**Extract to read**
*-*-*

Claudine Gay’s resignation as Harvard’s president for having repeatedly engaged in low-level plagiarism is a strange and sad ending to her brief tenure as a symbol in the culture wars. The tragicomedy of it lies in the disjuncture between the picayune scale of her sloppiness and the broader ideological stakes she came to symbolize. On those stakes, Gay was right. But on the morally insignificant matter that doomed her — the discovery that she had violated rules of attribution in her academic work — she was frustratingly defenseless.
Until a month ago, Gay’s most potent critics were on the political left. Radical students repeatedly disrupted her public appearances, first demanding things like an expansion of ethnic studies and later pressuring her to endorse their viewpoint on the war between Israel and Hamas. The aftermath of October 7 created a swirling cauldron of competing pressures, which Gay, like many university presidents, navigated awkwardly but more or less evenhandedly. She infuriated Israel hawks off campus by declining to crack down on criticism of the Jewish state but infuriated the left by denouncing terrorism and expressing solidarity with the fears and loneliness experienced by many Jewish students and faculty.
Then came the hearings. They were a trap. At one point in the proceedings, which lasted some five hours, Republicans tried to get Gay and her fellow presidents to admit that protest slogans like “From the river to the sea” amounted to calls for genocide of the Jewish people. This charge was an oversimplification: The slogan means different things to different people, all of them bad but not all of them necessarily genocidal. (This is the sinister nature of the pro-Palestinian movement’s willingness to bind together naïve proponents of an unrealistic one-state solution with bloody-minded supporters of Hamas’s murderous theocracy.) Not all dumb criticism of Israel is antisemitic, and not all antisemitism is genocidal.
Having established that the terms of the argument were an effort to define large swaths of pro-Palestinian activism as antisemitic incitement, Representative Elise Stefanik sprang the trap shut. She asked her subjects if their universities would ban calls for genocide. That clip, omitting the context in which Republicans had previously defined genocide in ludicrously broad terms, went viral.
The infamous clip made Gay and her colleagues appear emotionally indifferent to antisemitism. That impression couldn’t have been further from the truth. “Our Jewish students have shared searing accounts of feeling isolated and targeted,” Gay had told students at Harvard’s Hillel chapter. “This shakes me to my core — as an educator, as a mother, as a human being.” Harvard correctly resisted demands from the right to oust Gay over the hysterical outrage generated by this trumped-up episode.
But then the right-wing activist Christopher Rufo and conservative journalist Aaron Sibarium discovered evidence that papers by Gay had violated academic rules of attribution on multiple occasions. Plagiarism is the shorthand for this offense; it is a term that describes a wide array of errors and crimes of vastly different scales. The word generally conjures the notion of intellectual theft — one person makes an original discovery, and another steals it and passes off the work as their own. Gay’s offenses were more minor. She sloppily failed to employ correct citations and quotes for her citations. Those errors were not necessary for her advancement. She could have fixed them easily.

*-*-*

Data extracted from a collection:
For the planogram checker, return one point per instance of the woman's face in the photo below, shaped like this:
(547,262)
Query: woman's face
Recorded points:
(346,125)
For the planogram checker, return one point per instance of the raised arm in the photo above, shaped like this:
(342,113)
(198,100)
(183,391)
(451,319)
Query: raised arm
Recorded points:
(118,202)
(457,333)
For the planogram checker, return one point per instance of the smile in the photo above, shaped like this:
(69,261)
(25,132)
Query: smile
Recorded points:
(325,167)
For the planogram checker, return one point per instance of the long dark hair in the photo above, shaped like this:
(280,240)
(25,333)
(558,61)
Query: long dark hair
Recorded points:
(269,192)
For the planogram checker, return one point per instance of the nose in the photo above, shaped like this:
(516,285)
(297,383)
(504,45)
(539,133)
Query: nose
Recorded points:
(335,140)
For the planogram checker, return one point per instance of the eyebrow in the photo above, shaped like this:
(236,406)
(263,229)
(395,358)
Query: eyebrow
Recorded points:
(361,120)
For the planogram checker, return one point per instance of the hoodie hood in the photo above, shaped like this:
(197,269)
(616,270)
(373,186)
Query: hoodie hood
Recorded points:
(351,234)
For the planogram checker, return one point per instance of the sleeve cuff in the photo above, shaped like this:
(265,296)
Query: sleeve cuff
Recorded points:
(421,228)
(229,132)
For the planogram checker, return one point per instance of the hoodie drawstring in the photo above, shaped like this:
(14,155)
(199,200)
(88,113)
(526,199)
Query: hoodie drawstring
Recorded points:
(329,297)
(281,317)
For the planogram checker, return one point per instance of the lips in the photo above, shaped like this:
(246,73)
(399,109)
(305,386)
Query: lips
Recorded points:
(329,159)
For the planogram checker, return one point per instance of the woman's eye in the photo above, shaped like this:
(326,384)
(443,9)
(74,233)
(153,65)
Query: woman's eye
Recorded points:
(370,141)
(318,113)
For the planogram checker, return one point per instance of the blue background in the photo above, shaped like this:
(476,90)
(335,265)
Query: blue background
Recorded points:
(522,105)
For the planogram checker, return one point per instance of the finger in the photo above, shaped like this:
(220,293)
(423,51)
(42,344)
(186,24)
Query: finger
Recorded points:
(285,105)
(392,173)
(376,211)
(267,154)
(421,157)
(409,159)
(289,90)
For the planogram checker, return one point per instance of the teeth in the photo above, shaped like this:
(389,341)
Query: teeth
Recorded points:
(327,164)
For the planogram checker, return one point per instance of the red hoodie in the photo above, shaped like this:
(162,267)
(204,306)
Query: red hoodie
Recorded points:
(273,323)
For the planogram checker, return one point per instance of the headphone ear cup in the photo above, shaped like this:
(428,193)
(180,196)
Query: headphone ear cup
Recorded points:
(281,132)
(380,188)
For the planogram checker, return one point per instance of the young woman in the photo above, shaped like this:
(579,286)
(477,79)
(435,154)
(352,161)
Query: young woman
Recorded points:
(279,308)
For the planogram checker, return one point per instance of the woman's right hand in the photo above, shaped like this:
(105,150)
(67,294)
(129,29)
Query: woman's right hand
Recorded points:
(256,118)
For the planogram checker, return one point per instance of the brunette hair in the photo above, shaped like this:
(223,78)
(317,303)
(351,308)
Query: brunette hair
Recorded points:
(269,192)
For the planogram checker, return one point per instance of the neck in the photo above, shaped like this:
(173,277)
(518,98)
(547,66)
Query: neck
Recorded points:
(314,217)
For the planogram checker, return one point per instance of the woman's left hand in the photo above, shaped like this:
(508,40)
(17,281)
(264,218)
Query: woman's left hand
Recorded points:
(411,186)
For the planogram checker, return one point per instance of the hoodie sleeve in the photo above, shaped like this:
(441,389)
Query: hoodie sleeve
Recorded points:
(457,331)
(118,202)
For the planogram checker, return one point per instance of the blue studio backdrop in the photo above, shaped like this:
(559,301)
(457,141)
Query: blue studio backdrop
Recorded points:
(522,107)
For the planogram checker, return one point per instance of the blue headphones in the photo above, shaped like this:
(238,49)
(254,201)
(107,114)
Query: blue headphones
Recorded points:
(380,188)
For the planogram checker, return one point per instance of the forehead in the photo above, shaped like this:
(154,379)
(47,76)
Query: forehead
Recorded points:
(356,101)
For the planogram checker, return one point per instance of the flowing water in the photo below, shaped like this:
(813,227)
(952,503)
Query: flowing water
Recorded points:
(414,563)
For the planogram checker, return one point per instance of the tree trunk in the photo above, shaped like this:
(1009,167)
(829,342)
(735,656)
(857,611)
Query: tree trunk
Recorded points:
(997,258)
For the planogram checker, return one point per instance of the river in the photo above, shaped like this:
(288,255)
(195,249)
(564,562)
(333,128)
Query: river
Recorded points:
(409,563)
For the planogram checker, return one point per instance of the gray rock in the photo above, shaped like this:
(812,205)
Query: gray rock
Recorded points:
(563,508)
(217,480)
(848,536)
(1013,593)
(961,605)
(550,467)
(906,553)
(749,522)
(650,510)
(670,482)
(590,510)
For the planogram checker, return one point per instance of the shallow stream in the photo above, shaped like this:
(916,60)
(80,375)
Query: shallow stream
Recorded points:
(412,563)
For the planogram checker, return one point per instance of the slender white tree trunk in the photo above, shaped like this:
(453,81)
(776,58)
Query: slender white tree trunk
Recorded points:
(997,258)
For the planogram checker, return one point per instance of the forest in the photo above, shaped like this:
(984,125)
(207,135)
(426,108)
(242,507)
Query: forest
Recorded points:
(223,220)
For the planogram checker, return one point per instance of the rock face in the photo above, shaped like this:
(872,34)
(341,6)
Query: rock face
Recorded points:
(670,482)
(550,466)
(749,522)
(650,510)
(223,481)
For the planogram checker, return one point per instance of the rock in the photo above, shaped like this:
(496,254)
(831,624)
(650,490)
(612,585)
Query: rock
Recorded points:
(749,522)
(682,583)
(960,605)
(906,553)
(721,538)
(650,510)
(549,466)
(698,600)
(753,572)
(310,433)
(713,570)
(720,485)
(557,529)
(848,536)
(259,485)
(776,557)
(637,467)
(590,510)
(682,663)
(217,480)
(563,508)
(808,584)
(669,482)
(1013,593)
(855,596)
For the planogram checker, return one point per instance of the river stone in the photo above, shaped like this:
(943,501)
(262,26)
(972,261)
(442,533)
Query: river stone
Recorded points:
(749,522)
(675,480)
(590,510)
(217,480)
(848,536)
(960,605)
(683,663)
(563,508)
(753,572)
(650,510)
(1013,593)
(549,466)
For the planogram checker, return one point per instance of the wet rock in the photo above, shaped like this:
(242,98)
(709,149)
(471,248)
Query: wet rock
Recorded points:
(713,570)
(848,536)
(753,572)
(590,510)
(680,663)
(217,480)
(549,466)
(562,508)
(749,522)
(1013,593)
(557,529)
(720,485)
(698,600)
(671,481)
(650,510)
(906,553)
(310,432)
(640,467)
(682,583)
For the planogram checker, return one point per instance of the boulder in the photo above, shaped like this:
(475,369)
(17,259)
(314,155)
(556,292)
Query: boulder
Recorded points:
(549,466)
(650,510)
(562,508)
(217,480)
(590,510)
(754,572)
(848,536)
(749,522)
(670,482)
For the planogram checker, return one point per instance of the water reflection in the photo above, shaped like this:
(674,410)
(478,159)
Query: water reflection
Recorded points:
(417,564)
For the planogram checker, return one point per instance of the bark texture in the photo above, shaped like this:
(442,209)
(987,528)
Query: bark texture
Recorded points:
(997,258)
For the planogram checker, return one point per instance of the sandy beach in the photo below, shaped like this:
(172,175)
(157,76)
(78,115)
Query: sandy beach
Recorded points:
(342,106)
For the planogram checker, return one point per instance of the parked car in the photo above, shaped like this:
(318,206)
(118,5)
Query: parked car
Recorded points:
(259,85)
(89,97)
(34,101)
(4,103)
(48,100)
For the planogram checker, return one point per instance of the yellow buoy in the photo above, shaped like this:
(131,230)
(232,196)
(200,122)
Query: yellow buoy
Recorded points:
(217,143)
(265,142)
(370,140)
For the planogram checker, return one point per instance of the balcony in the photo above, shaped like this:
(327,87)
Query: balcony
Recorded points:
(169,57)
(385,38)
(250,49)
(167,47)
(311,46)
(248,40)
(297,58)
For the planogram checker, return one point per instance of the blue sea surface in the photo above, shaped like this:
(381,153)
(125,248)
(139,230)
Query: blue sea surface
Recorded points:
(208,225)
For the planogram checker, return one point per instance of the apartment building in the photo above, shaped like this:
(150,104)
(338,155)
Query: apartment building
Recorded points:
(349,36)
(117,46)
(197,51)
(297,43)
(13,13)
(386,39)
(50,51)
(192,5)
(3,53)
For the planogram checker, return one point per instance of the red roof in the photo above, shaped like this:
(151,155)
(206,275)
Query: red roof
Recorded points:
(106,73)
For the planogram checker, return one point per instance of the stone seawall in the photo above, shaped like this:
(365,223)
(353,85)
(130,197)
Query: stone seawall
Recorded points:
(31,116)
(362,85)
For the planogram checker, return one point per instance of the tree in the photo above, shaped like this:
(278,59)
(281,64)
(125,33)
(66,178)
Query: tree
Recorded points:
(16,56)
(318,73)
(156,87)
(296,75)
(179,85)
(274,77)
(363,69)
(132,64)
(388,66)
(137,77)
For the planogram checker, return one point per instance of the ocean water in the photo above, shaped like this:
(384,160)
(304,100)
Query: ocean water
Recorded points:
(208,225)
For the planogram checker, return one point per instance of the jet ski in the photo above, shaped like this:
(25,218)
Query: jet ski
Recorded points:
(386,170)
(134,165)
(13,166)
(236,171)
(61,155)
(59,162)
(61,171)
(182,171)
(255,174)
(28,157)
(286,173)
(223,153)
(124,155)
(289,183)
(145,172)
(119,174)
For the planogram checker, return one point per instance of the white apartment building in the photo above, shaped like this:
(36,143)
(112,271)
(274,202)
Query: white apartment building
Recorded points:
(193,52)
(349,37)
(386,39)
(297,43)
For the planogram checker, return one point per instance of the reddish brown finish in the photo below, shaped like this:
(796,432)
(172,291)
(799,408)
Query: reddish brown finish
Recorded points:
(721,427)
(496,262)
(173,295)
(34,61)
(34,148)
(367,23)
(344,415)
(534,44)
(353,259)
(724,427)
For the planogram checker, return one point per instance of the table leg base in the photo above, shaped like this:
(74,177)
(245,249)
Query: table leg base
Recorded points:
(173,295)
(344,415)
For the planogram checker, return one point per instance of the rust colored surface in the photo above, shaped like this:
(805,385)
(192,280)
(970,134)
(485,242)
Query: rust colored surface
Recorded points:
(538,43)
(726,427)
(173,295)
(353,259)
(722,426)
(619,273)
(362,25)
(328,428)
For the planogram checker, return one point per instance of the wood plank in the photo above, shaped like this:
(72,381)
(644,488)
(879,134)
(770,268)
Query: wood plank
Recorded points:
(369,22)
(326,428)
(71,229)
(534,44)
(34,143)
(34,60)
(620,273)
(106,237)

*-*-*

**Work item A**
Revise the passage of the piece on Claudine Gay's resignation starting with "Having established that" and going on through "this trumped-up episode.", replacing "clip" with "video" wherever it appears.
**Work item B**
Please continue the piece on Claudine Gay's resignation from the point where it stops.

**Response area A**
Having established that the terms of the argument were an effort to define large swaths of pro-Palestinian activism as antisemitic incitement, Representative Elise Stefanik sprang the trap shut. She asked her subjects if their universities would ban calls for genocide. That video, omitting the context in which Republicans had previously defined genocide in ludicrously broad terms, went viral.
The infamous video made Gay and her colleagues appear emotionally indifferent to antisemitism. That impression couldn’t have been further from the truth. “Our Jewish students have shared searing accounts of feeling isolated and targeted,” Gay had told students at Harvard’s Hillel chapter. “This shakes me to my core — as an educator, as a mother, as a human being.” Harvard correctly resisted demands from the right to oust Gay over the hysterical outrage generated by this trumped-up episode.

**Response area B**
For better or worse, though, Harvard maintains strict, unforgiving standards on plagiarism. Gay’s offenses, while immaterial to the main thrust of her work, would have invited stern punishment if committed by an undergraduate. So Harvard faced a terrible choice. Firing her would hand a victory to the braying mob. It would be seen as a repudiation of her careful attempts to defend free speech while denouncing antisemitism.
On the other horn of the dilemma, keeping her would mean allowing the president of the university to follow a lower standard than its undergraduate students. That is intolerable for an institution of higher learning. No decent institution, really, can declare a standard and then let its leader flout it without consequence.
This is the kind of trap Rufo specializes in exploiting. He attacks targets that maintain high ethical standards, which he himself doesn’t care about at all, forcing them to choose between maintaining their standards and resisting his nakedly political agenda. Like many journalists, I have faced this kind of attack before, with Rufo trying to use rather small factual corrections to support his farcical narrative of a left-wing media conspiracy.
Ultimately, the painful decision to maintain the institution’s standards is usually the correct one. What operators like Rufo wish to do more than anything is to bring their targets down to their level. Claiming scalps is a small victory, while disproving the commitment to truth and rigor in institutions like academia and media is a much greater prize. Stripped of that commitment, the culture wars are nothing but a struggle for power. That is a kind of war the enemies of liberalism will win.
Gay had to forfeit her job for stupid but ultimately inescapable reasons. What matters for the institution — any institution — is not to defend her personally but to uphold the values she awkwardly but nobly stood for.